### [Text]
This is now clarified in Results B.

It is an interesting question whether the correlation patterns of growth factors that have positive effects on the interdivision times differ from those that include factors with negative effects. we have included an entire section in the Appendix addressing this issue (Appendix Section A5). There we provide an analytical solution of the effect of a growth factor on the interdivision time. The correlation patterns indeed coincide for both growth-enhancing and attenuating cell cycle factors. The intuition behind this effect is that the pattern only measures the noise. Thus we cannot tell apart the effect of an attenuating factor, from a growth-enhancing factor.

Mathematically, we rescale all cell cycle factors such that each has a positive contribution to the noise pattern. Since we only deal with the rescaled cell cycle factors, we avoided this kind of unidentifiability. Of course, the issue only arises if the cell cycle factor was hidden and simultaneous measurement of cell cycle factor correlations could resolve whether such factors are growth-enhancing and attenuating.

3) The authors have used the AIC method for the goodness of fit. Initially, without being familiar with the method, I found it surprising that in the case of mycobacteria, a more general model could have a worse fit than its special case. I think a one-sentence explanation of this method could prevent such potential confusion for readers not familiar with this method.

### [Exercise A]
Can you quote the part of the passage on cell cycle factors that opens with the words containing "Mathematically, we rescale" and closes with "growth-enhancing and attenuating."?
### [Exercise B]
Do these statements agree with the passage on cell cycle factors? Answer yes or no for each, and quote the words of the passage that decide it.
(i) The correlation patterns differ between growth-enhancing and attenuating cell cycle factors.
(ii) An analytical solution of the effect of a growth factor on the interdivision time is given in Appendix Section A5.
(iii) The AIC method was used for the goodness of fit.
### [Exercise C]
Which sentences of the passage on cell cycle factors contain the word "we"? List them all.

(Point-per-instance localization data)
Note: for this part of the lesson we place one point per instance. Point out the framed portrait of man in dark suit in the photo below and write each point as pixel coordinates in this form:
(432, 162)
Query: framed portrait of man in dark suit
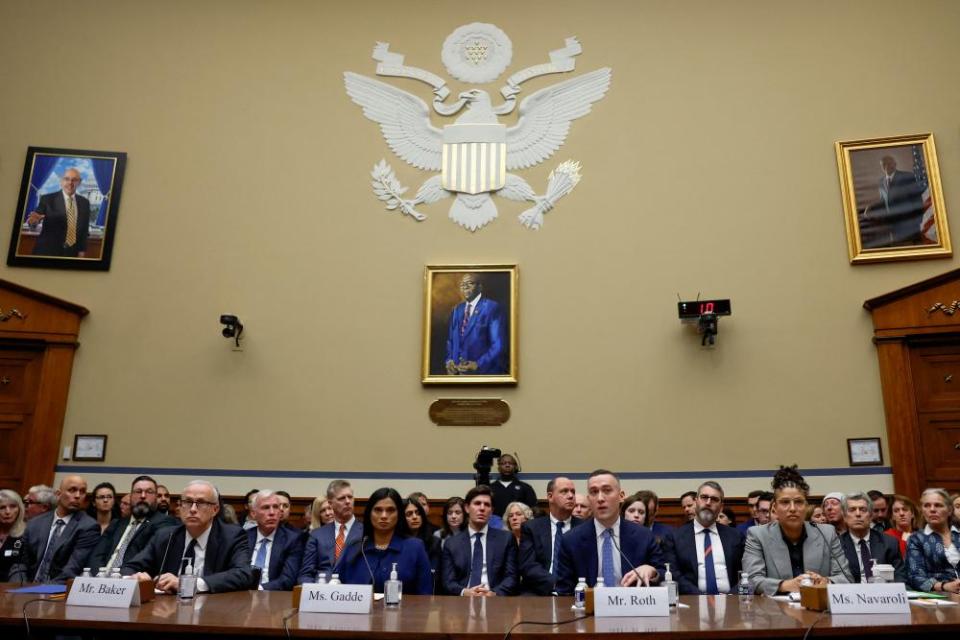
(892, 199)
(66, 214)
(470, 324)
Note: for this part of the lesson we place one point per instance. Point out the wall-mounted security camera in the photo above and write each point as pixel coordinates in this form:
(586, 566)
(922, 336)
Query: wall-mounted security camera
(232, 327)
(706, 314)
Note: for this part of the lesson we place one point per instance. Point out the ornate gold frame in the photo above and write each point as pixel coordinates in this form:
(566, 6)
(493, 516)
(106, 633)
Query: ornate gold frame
(854, 211)
(436, 320)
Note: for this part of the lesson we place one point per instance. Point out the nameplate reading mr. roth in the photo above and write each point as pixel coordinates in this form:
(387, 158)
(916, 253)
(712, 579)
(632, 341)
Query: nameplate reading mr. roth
(469, 412)
(104, 592)
(631, 601)
(336, 598)
(868, 598)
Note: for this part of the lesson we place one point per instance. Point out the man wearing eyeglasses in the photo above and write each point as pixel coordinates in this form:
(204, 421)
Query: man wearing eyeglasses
(705, 556)
(218, 552)
(129, 535)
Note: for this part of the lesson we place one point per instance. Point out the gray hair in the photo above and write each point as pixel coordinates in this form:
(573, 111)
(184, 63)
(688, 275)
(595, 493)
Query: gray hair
(856, 495)
(205, 483)
(45, 495)
(6, 495)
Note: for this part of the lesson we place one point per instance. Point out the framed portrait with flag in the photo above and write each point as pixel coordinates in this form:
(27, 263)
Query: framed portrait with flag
(892, 200)
(66, 215)
(470, 325)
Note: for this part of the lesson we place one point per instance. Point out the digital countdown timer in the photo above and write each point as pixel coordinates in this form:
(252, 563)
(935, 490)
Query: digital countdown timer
(695, 309)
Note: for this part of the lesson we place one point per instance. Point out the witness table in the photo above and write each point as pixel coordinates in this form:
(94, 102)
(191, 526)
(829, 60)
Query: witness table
(248, 614)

### [Written solution A]
Mathematically, we rescale all cell cycle factors such that each has a positive contribution to the noise pattern. Since we only deal with the rescaled cell cycle factors, we avoided this kind of unidentifiability. Of course, the issue only arises if the cell cycle factor was hidden and simultaneous measurement of cell cycle factor correlations could resolve whether such factors are growth-enhancing and attenuating.

### [Written solution B]
(i) No: "The correlation patterns indeed coincide for both growth-enhancing and attenuating cell cycle factors."
(ii) Yes: "we have included an entire section in the Appendix addressing this issue (Appendix Section A5). There we provide an analytical solution of the effect of a growth factor on the interdivision time."
(iii) Yes: "The authors have used the AIC method for the goodness of fit."

### [Written solution C]
1. "we have included an entire section in the Appendix addressing this issue (Appendix Section A5)."
2. "There we provide an analytical solution of the effect of a growth factor on the interdivision time."
3. "Thus we cannot tell apart the effect of an attenuating factor, from a growth-enhancing factor."
4. "Mathematically, we rescale all cell cycle factors such that each has a positive contribution to the noise pattern."
5. "Since we only deal with the rescaled cell cycle factors, we avoided this kind of unidentifiability."